__Task brief__:
Rewrite the lines below, replacing "set a pin on" with "place a marker on" wherever it appears and changing nothing else. Leave the pictures out.

═════ Data lines ═════

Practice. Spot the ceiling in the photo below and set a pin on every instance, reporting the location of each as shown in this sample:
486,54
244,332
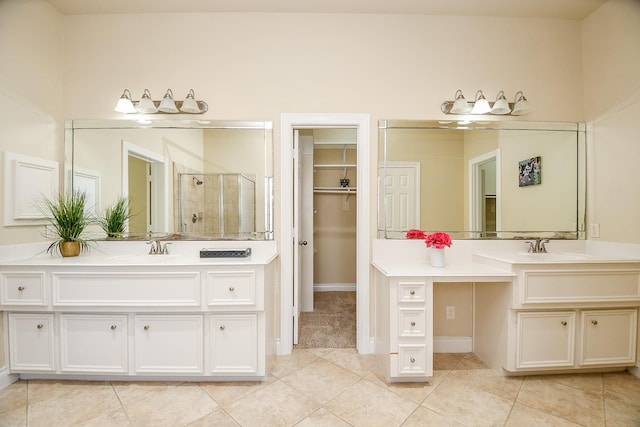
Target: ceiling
561,9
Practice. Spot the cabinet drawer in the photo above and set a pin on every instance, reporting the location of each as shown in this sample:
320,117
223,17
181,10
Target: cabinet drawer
608,337
580,286
169,344
93,343
411,322
22,289
232,288
98,289
545,339
411,291
234,344
31,342
412,360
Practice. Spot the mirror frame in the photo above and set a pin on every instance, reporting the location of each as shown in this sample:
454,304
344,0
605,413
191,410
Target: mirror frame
465,124
141,123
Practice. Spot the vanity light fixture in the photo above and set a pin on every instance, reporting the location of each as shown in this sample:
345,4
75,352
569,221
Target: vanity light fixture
481,105
501,106
520,105
125,105
168,105
147,105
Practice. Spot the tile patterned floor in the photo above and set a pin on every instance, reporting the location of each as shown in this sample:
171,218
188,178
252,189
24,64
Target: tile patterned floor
334,387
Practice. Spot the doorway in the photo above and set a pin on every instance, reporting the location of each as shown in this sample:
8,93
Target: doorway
291,241
327,165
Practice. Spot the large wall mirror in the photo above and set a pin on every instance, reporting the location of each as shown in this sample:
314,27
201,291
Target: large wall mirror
183,179
482,180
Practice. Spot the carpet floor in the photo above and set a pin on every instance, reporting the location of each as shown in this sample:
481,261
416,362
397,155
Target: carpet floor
332,323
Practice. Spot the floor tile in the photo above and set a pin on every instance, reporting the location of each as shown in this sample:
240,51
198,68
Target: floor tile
276,404
366,404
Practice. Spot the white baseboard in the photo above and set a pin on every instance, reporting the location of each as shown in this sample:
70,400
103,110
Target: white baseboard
6,378
330,287
452,344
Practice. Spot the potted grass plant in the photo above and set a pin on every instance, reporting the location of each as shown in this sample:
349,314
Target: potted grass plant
114,220
68,219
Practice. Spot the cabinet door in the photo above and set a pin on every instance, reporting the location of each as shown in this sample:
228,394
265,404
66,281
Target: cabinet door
31,340
608,337
169,344
545,339
93,343
234,344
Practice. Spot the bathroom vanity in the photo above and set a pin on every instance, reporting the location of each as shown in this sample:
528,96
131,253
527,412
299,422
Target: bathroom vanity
532,313
142,316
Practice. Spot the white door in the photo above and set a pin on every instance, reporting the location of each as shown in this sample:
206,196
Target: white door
401,196
297,243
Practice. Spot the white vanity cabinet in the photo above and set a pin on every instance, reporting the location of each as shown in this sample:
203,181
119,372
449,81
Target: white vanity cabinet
567,317
204,320
404,327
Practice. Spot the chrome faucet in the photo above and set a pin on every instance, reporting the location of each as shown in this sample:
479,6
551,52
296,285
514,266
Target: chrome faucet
538,247
157,248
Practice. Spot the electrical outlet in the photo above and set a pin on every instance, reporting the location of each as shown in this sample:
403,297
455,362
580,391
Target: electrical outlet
451,312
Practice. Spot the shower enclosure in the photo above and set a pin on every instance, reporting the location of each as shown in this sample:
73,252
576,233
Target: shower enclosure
221,204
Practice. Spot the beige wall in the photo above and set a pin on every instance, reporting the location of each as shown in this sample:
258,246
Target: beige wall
611,51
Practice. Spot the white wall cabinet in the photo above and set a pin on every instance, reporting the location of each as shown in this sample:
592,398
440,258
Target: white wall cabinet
214,322
404,327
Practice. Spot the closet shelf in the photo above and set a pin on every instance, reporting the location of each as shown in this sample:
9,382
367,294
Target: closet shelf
336,166
334,190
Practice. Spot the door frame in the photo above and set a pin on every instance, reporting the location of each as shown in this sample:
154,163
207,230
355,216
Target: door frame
289,122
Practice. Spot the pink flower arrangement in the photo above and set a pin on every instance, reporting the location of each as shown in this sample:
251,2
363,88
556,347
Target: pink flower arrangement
438,240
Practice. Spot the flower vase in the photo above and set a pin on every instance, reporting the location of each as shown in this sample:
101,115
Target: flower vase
437,257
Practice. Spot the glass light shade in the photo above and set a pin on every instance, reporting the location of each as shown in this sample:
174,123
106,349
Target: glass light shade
521,107
481,106
190,105
460,105
501,106
146,105
124,104
168,105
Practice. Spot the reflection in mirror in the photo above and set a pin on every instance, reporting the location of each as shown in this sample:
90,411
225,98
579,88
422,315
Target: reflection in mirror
204,180
489,180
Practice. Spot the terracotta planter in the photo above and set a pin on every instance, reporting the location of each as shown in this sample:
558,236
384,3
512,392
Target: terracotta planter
69,249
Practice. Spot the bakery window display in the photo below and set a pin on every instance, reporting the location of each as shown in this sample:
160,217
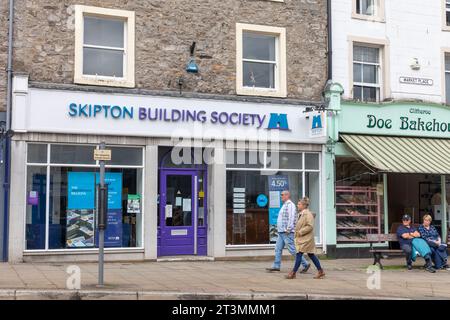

═════

__Correct answer__:
Practice. Spot the ceiling in the photo below and place a marker on every instance, reporting the location of each as shown in this sample:
486,54
244,332
Target: ceiling
561,9
Practice. Spot the cabinet drawer in the photo above and place a marker on every instance, reporting the location of each as shown in this sample:
320,117
223,17
181,10
Target: cabinet drawer
608,337
580,286
169,344
93,343
411,322
22,289
232,288
98,289
545,339
411,291
234,344
31,342
412,360
Practice. Spot the mirror frame in the photo above and place a marker on every instance, reporting the location of each as shown in this sample:
454,304
344,0
605,413
191,410
Target: mirror frame
465,124
141,123
Practice. Spot the vanity light fixture in the photo above and place a marker on every instance, reporting the location of each as shown in this sample:
345,4
75,352
569,221
Target: vanity light fixture
481,105
501,106
520,105
125,105
168,105
147,105
Practice. Spot the tile patterned floor in the photo above and place a marker on every instance, reporting the location of each as shown in this sample:
171,218
188,178
252,189
24,64
Target: tile patterned floor
334,387
Practice. Spot the doorway in the photo above and place a marker on every instance, reporting the location of each as shown in this sample:
8,93
Target: doorway
291,241
327,165
Practice. Spot the large wall mirror in the photo above and place a marker on every instance, reporting the location of each as shown in this sample:
314,27
201,291
Target: large wall mirror
183,179
482,180
Practice. Spot the carpet floor in the photo above and place a marker on every instance, reporting the location of each as shown in this sample:
481,261
416,362
397,155
Target: carpet floor
332,323
Practice. Spot the floor tile in the photo above and place a marker on every instance, reporting the location of each as shown in this sample:
240,51
198,68
Target: floor tile
276,404
366,404
Practice. Spot the white baseboard in the photo above and place a marker on every instance, reporting the location of each as shown in this sample:
70,400
103,110
Target: white baseboard
6,378
330,287
452,344
Practice. Spot the potted grass plant in the photo above and place a marker on every instance, reporting the location of each as shown in this sample:
349,314
Target: potted grass plant
114,220
68,219
Practice. Spot the cabinet door in the photo above and place a marker on every instance, reporting the location of each as shown in this sample:
228,394
265,404
66,281
Target: cabinet door
31,340
608,337
169,344
545,339
93,343
234,344
Practice. Spot the bathroom vanity in the photo above and place a marker on every instance, reporting the location of each as shown in this sample:
528,96
131,253
527,412
299,422
Target: bathroom vanity
532,313
142,316
Practice. Spot the white door in the photo above and place a marker on every instance, reporting the location of each as shown in this sample:
206,196
Target: white door
401,196
297,243
Practice. Spot the white vanity cabinet in the photo above and place a marker on every instance, reporting the location of each as shown in this sample:
203,181
119,372
449,81
Target: white vanity cabinet
567,317
204,320
404,327
Practice. Spot the chrome faucet in the photo above and place a marker on every instance, reporting the location of each as shown in this sample:
479,6
551,52
296,285
514,266
Target: chrome faucet
538,247
157,248
Practice. Spot the electrical outlet in the photo above and place a marker on every instance, reporting the location of each as shown in this sample:
403,297
455,362
580,391
Target: electrical outlet
451,312
Practice. Spot the shower enclosure in the photo above and place a marker on every instance, reporting the location of each as shown in this sample:
73,252
576,233
Target: shower enclosure
221,204
Practice. Spot the beige wall in the photo above and place a marker on every instance, reporting the location of each as shown in this sample:
258,246
Target: beige wall
611,51
Practice. Spot the white wall cabinet in the photo above and place a marker on every instance, reporting the location of each as shown in this sample:
592,398
440,258
Target: white wall cabinet
214,322
404,327
Practice. Spot the closet shelf in the photo above and place a marker on every instance, reporting the location of each as shown in this sample:
9,382
367,294
Target: closet shelf
336,166
334,190
Practice. Spot the door frame in the photo above and place a marker on every instance, reporting the location of each as shown in this sample:
154,163
207,230
355,216
Target: door frame
289,122
Practice. Spot the pink flower arrangement in the photo above and place a marker on every instance, reporting the location of each as shown in this sample:
251,2
363,88
556,347
Target: pink flower arrangement
438,240
Practice. Spot the flower vase in the photo above and place a marker on every instance, reporting the location of each as shown in this sample:
101,115
Target: flower vase
437,257
Practice. Spot the glass light shade in the photo above and place a marker on every instance, reporting the location of each as shown in this sample:
174,123
106,349
Target: glass light shade
521,107
481,106
190,105
460,105
501,106
146,105
124,104
168,105
Practice. Spot the reflection in mirror in the photo above and place a marker on every instance, reporting the location of each as shown in this sample:
90,411
225,98
579,88
422,315
Target: reflection in mirror
204,180
489,180
Practice. Spot the terracotta planter in the photo above and place a marker on every instance, reporting the location of each as shown in this sample:
558,236
384,3
512,392
Target: terracotta planter
69,249
Practice. Spot the bakery window display in the photo below and place a marker on every instance, reporting the location of each as shown in this sample:
160,217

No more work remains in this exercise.